## Exercise details
Copy out every entry that follows, without a single picture.

Stored data entries:
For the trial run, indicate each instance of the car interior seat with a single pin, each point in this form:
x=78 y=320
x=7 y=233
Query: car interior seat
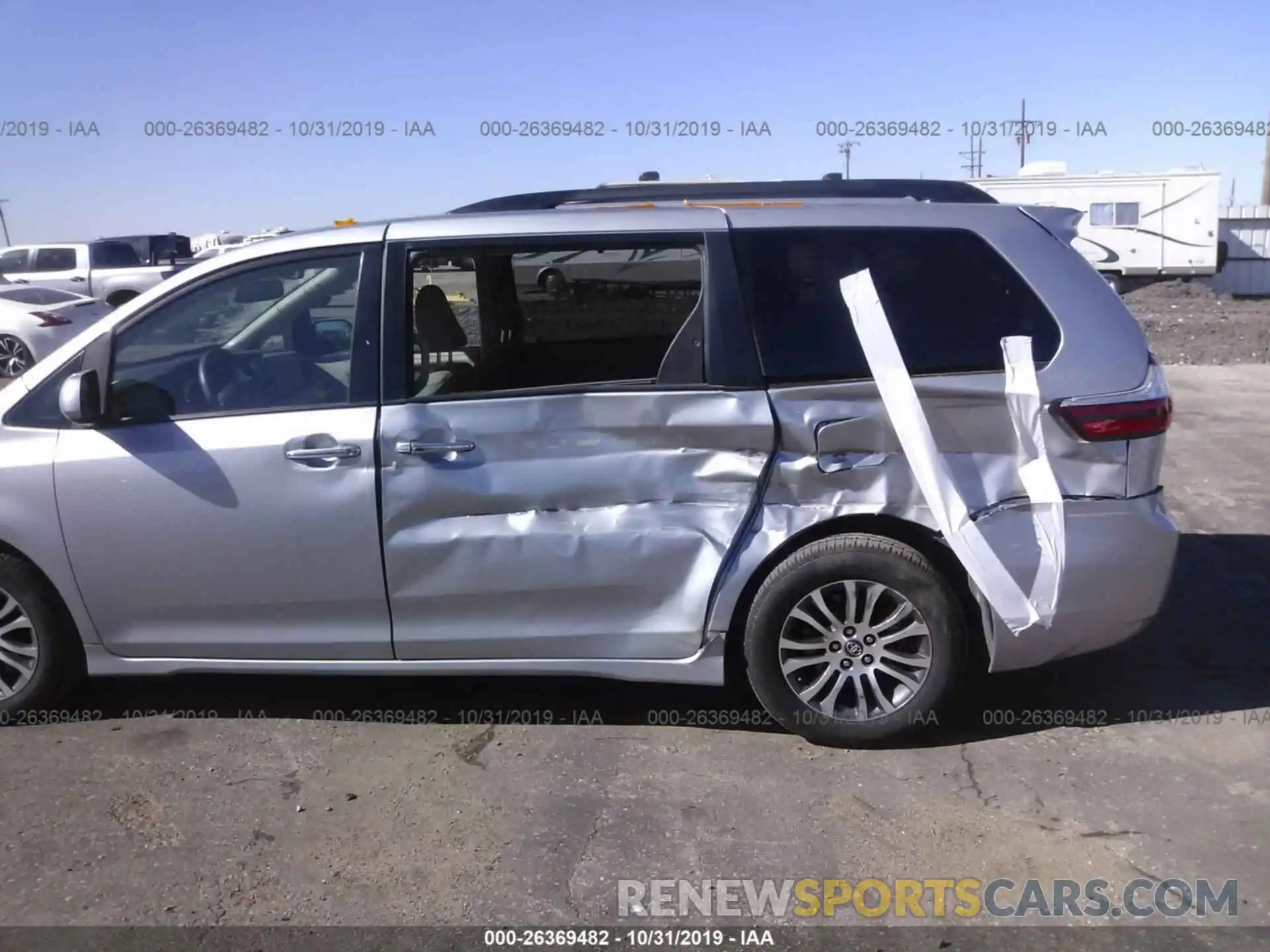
x=444 y=365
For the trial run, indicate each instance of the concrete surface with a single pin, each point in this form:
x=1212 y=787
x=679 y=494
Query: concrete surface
x=270 y=814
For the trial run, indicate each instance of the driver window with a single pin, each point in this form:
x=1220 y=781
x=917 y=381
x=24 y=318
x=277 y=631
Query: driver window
x=270 y=338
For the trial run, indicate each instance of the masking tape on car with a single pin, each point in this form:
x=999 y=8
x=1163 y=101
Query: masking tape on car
x=1023 y=397
x=934 y=479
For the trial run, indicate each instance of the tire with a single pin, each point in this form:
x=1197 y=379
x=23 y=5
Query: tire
x=59 y=660
x=898 y=574
x=16 y=357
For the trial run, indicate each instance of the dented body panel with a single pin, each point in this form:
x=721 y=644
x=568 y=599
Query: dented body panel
x=609 y=531
x=579 y=526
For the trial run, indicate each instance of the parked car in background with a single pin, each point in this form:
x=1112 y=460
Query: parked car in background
x=296 y=459
x=108 y=270
x=157 y=249
x=36 y=321
x=214 y=252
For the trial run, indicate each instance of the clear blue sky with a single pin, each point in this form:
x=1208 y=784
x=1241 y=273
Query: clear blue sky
x=785 y=63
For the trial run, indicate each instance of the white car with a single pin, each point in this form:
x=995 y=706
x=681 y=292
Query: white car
x=34 y=321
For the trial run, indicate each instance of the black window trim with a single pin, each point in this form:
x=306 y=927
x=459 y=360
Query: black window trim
x=784 y=382
x=40 y=249
x=364 y=362
x=396 y=370
x=26 y=262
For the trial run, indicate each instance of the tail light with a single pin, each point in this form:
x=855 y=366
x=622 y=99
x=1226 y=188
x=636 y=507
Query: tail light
x=48 y=319
x=1134 y=414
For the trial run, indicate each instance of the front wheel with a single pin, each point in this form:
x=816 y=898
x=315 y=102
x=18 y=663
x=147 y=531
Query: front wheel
x=16 y=357
x=40 y=656
x=855 y=640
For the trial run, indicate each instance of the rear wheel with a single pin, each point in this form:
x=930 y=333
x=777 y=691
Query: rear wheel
x=16 y=357
x=855 y=640
x=40 y=655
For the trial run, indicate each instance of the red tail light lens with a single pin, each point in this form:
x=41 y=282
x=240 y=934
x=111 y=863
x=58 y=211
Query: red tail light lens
x=50 y=320
x=1136 y=414
x=1128 y=420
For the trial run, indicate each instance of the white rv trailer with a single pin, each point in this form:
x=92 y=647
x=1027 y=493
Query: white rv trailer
x=215 y=239
x=556 y=270
x=1134 y=229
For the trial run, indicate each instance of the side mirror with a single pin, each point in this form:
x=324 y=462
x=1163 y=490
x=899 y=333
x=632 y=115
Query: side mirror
x=142 y=401
x=80 y=399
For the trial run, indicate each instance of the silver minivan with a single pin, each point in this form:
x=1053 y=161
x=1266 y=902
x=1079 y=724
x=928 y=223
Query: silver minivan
x=333 y=452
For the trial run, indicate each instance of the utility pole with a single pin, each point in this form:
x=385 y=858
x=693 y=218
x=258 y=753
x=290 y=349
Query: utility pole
x=1023 y=135
x=845 y=147
x=974 y=158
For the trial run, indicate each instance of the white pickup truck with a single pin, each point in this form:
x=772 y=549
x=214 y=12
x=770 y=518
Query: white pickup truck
x=108 y=270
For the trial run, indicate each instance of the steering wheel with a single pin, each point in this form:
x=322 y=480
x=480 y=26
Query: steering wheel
x=218 y=368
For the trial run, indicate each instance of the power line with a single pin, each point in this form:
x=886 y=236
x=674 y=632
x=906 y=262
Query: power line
x=845 y=149
x=974 y=158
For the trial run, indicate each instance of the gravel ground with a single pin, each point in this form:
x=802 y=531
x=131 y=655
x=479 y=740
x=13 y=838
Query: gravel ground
x=1188 y=323
x=258 y=807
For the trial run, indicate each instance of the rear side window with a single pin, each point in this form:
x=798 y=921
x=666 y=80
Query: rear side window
x=37 y=296
x=949 y=296
x=15 y=260
x=113 y=254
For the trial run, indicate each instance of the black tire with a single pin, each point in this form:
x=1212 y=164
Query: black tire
x=60 y=659
x=869 y=559
x=16 y=357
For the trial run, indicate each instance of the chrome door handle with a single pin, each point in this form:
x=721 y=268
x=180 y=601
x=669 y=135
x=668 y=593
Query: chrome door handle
x=411 y=447
x=339 y=452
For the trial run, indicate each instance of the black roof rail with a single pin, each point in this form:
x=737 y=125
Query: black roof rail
x=920 y=190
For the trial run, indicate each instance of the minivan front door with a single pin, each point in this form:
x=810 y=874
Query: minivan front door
x=245 y=526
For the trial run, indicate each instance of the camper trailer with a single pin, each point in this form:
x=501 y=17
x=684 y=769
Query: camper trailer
x=1134 y=229
x=559 y=270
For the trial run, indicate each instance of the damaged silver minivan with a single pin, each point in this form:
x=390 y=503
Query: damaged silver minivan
x=853 y=438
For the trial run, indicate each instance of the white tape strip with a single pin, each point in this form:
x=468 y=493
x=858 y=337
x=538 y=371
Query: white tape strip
x=934 y=477
x=1023 y=397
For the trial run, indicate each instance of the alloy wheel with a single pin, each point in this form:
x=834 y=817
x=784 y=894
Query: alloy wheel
x=855 y=651
x=15 y=357
x=19 y=648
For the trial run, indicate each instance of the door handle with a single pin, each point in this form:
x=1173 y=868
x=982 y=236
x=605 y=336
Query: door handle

## Task result
For the trial run, indicate each instance of the car interior seat with a single pin, each point in this form:
x=78 y=320
x=7 y=233
Query: car interior seat
x=444 y=365
For the trial run, indicate each instance of the concrete surface with a single pin, each point in this form:
x=1212 y=787
x=679 y=494
Query: concrete surface
x=270 y=814
For the trial run, indicate each instance of the driver window with a single pin, each point in this form:
x=1220 y=781
x=917 y=381
x=24 y=318
x=277 y=631
Query: driver window
x=270 y=338
For the trial run, indicate each instance of the masking tape on car with a single pin, each point in this form:
x=999 y=8
x=1163 y=101
Query: masking tape on car
x=1023 y=397
x=934 y=479
For the trial run, indicate each instance of the tire with a single pin, each point in this form:
x=1197 y=379
x=23 y=5
Query: tire
x=59 y=660
x=898 y=574
x=16 y=357
For the trial run, indicate each instance of the dented body panel with a single pin, each point in this form:
x=721 y=644
x=568 y=599
Query: dented body panel
x=609 y=531
x=579 y=526
For the trial run, indicate each instance of the parked car in background with a single pin, each point in this form:
x=1112 y=460
Query: parked car in background
x=296 y=459
x=108 y=270
x=157 y=249
x=36 y=321
x=214 y=252
For the trial run, indicate each instance of the clear blue sky with a single pin, each point in this form:
x=1208 y=784
x=1241 y=273
Query: clear blue sky
x=785 y=63
For the trial run, indicate each instance of the white car with a single pin, each point in this form:
x=995 y=706
x=681 y=292
Query: white car
x=34 y=321
For the trial run, indicate each instance of the black window trim with a single pin, each point in this form:
x=306 y=927
x=459 y=360
Query: black window trim
x=784 y=382
x=40 y=249
x=364 y=362
x=396 y=370
x=26 y=262
For the trial run, indicate each instance of the tail light with a single pin, each point in this form:
x=855 y=366
x=622 y=99
x=1226 y=188
x=636 y=507
Query: tail light
x=48 y=319
x=1134 y=414
For the trial run, indicate each instance of the front wheel with a single pin, each point in this form:
x=816 y=898
x=315 y=102
x=18 y=663
x=147 y=531
Query: front wheel
x=16 y=357
x=40 y=656
x=855 y=640
For the trial run, indicate each instance of the rear wheel with a single pin, each point in this form:
x=930 y=333
x=777 y=691
Query: rear wheel
x=16 y=357
x=855 y=640
x=40 y=655
For the trial run, indicate each instance of the red tail light lens with a single pin, each point in this form:
x=41 y=282
x=240 y=934
x=111 y=863
x=58 y=211
Query: red tail light lens
x=50 y=320
x=1136 y=414
x=1128 y=420
For the trial run, indicate each instance of the white rv trailer with a single pin, each point in this form:
x=92 y=647
x=1027 y=493
Query: white rv trailer
x=215 y=239
x=556 y=270
x=1134 y=229
For the trial run, indicate each instance of the side mirror with a single pin, each point in this form:
x=324 y=462
x=1163 y=490
x=899 y=333
x=632 y=115
Query: side mirror
x=142 y=401
x=80 y=399
For the trial run, indicate each instance of the silver minivan with a single pin, each point in this form:
x=1053 y=161
x=1266 y=902
x=1079 y=724
x=928 y=223
Query: silver minivan
x=333 y=452
For the trial run, indicate each instance of the utility pole with a single pin, each point in this form:
x=385 y=858
x=693 y=218
x=258 y=753
x=290 y=349
Query: utility pole
x=1023 y=135
x=845 y=147
x=974 y=158
For the trial run, indicate each instance of the white pickup truck with a single pin, each point in this form:
x=772 y=549
x=214 y=12
x=770 y=518
Query: white pickup truck
x=108 y=270
For the trial run, indicate each instance of the steering wheel with a single pin, each point in this form:
x=322 y=480
x=480 y=26
Query: steering wheel
x=218 y=368
For the trial run, indicate each instance of the power line with a single pin, each point in this form:
x=886 y=236
x=674 y=632
x=906 y=262
Query: power line
x=845 y=149
x=974 y=158
For the trial run, indicate each instance of the gravel ground with a single pin, each point in this form:
x=802 y=531
x=131 y=655
x=479 y=740
x=13 y=838
Query: gravel ground
x=1188 y=323
x=258 y=807
For the trial run, indicate each instance of the rear side window with a single pin, each point in this form:
x=798 y=921
x=666 y=80
Query: rear side window
x=37 y=296
x=949 y=296
x=15 y=260
x=113 y=254
For the trial run, indicate each instance of the black tire with a single pin, each point in this form:
x=1212 y=164
Query: black tire
x=60 y=659
x=869 y=559
x=16 y=357
For the trial run, indicate each instance of the chrome door handle with a single pin, each point in this form:
x=721 y=268
x=180 y=601
x=669 y=135
x=668 y=593
Query: chrome door handle
x=411 y=447
x=339 y=452
For the trial run, indicate each instance of the black roof rail with a single pin, each point in this form:
x=737 y=125
Query: black roof rail
x=920 y=190
For the trial run, indicate each instance of the minivan front door with a single pin, each point in this form:
x=810 y=874
Query: minivan front door
x=245 y=526
For the trial run, indicate each instance of the camper trailer with a single pin, each point in this form:
x=501 y=17
x=684 y=769
Query: camper trailer
x=1134 y=229
x=559 y=270
For the trial run, indicate each instance of the damaged silver minivan with a single pin, each point in this form:
x=390 y=503
Query: damaged silver minivan
x=853 y=438
For the trial run, indicate each instance of the white tape strip with a single pin, each point in this form:
x=468 y=493
x=858 y=337
x=538 y=371
Query: white tape strip
x=934 y=477
x=1023 y=397
For the trial run, indicate each instance of the alloy wheel with a single pin, each point in this form:
x=834 y=817
x=784 y=894
Query: alloy wheel
x=855 y=651
x=15 y=357
x=19 y=648
For the trial run, indicate each instance of the door handle with a single pin, each point in this form:
x=1173 y=868
x=982 y=236
x=605 y=336
Query: door handle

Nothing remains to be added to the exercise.